_WHAT YOU ARE ASKED TO DO_
Copy out every line of the material below, requests included, and shift each coordinate in the answer points up by 135. Leave the numbers in the requests and their format samples unchanged.

_EXTRACTED DATA_
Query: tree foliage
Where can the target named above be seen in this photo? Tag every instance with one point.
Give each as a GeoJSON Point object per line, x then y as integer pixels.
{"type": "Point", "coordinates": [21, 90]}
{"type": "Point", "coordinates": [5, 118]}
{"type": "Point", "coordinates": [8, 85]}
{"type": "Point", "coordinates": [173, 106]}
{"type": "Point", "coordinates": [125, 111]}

_EXERCISE SOLUTION_
Query: tree foliage
Where can the target named above be seen in this photo? Tag every instance with one point.
Give each as a GeoJSON Point object per line, x then y as integer pixels.
{"type": "Point", "coordinates": [156, 225]}
{"type": "Point", "coordinates": [140, 253]}
{"type": "Point", "coordinates": [143, 220]}
{"type": "Point", "coordinates": [308, 241]}
{"type": "Point", "coordinates": [260, 246]}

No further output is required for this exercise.